Reading text:

Kundig replaced Father O'Kelley as pastor and, changing the name of the
church to St. Peter (in honor of the Bishop of Detroit whom he
accompanied), Kundig quickly set about finishing the church and
arranging for special accommodations for each of the different language
groups: 8:30 a.m. Sunday Mass and 2:00 p.m. Sunday Vespers for the
German speaking and 10:30 a.m. Sunday Mass and 3:00 p.m. Vespers for
those who spoke English.
Father Kundig's plans for Milwaukee's
first church of St. Luke/St. Peter were exceeded by even higher
ambitions for the Church in Milwaukee and Wisconsin. Only two months
after his arrival Kundig wrote: Milwaukee is a very beautiful city. It
has much similarity with Cincinnati, being entirely surrounded by hills;
it is very healthy so that I have been on sick calls only twice although
I have thousands in my care. The best water is found in every part of
the city. Immigration now is so unusually numerous that here we often
have from 200-300 immigrants per week.
That same summer and fall, with the dramatic growth of the immigrant
population, the fledgling St. Peter's grew to 100 families,
necessitating a first alteration to the newly built church. A school for
boys was set up in the basement level. (A separate school for girls, a
two story house, 25 x 36 feet, on the east side of the present Jefferson
Street, just north of State Street, was built later.)
In the fall of 1842, assisted by Father Thomas Morrissey (who had been
in Wisconsin working with Father O'Kelley earlier), Father Kundig
further organized the Catholic communities of all southeast Wisconsin.
Three days after his first Christmas in Wisconsin, writing to his good
friend (and future first Bishop of Milwaukee), John Martin Henni, he
composed a census with the following information included:
(1) Milwaukee parish, German and English ... the French united with the
English ... 100 families (St. Luke/St. Peter Proto-Cathedral).

Recorded information:
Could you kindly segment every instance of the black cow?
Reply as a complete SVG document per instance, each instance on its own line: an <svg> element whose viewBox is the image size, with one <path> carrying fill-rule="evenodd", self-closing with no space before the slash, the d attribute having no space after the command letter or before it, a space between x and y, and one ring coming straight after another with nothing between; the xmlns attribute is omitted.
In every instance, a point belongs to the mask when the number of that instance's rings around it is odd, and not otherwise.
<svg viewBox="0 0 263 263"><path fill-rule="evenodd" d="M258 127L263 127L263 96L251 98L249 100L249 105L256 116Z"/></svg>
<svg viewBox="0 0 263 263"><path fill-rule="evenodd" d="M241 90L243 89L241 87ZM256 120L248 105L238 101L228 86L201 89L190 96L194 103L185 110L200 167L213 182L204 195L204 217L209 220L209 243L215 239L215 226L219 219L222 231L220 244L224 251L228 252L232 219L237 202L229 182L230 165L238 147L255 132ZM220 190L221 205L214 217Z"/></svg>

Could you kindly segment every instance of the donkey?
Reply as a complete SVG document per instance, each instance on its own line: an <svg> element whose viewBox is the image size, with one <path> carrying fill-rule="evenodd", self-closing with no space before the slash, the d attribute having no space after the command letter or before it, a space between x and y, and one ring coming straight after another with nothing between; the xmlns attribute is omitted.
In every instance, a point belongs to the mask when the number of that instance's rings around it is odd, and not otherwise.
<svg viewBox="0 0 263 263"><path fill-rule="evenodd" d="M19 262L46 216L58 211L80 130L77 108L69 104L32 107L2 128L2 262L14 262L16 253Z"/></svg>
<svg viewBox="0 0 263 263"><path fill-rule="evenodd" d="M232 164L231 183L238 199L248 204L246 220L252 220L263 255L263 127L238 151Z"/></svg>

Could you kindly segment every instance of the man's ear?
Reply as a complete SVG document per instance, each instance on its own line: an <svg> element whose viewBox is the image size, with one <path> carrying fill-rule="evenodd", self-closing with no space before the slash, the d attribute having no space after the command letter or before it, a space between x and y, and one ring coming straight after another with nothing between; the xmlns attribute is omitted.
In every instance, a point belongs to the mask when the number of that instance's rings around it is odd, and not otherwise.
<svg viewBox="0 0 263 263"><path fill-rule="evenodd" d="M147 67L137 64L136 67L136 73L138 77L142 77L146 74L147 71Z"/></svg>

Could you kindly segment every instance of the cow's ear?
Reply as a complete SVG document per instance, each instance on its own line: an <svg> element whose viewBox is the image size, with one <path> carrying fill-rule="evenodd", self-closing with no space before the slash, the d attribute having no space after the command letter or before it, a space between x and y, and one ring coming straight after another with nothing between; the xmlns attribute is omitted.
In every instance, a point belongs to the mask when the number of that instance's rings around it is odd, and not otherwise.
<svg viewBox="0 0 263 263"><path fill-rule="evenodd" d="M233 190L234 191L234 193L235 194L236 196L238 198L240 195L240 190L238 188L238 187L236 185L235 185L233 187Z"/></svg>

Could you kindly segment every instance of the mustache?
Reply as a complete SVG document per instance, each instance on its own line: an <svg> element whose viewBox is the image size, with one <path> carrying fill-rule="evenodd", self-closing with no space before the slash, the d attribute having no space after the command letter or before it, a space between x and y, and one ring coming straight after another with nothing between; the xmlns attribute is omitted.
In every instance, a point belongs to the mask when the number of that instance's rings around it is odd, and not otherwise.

Your tasks:
a – In the passage on Father Kundig, at what time was the Sunday Mass for German speakers held?
b – Please translate this sentence from the passage on Father Kundig into Spanish: "The best water is found in every part of the city."
The items are not needed for what follows.

Exercise results:
a – 8:30 a.m.

b – La mejor agua se encuentra en todas partes de la ciudad.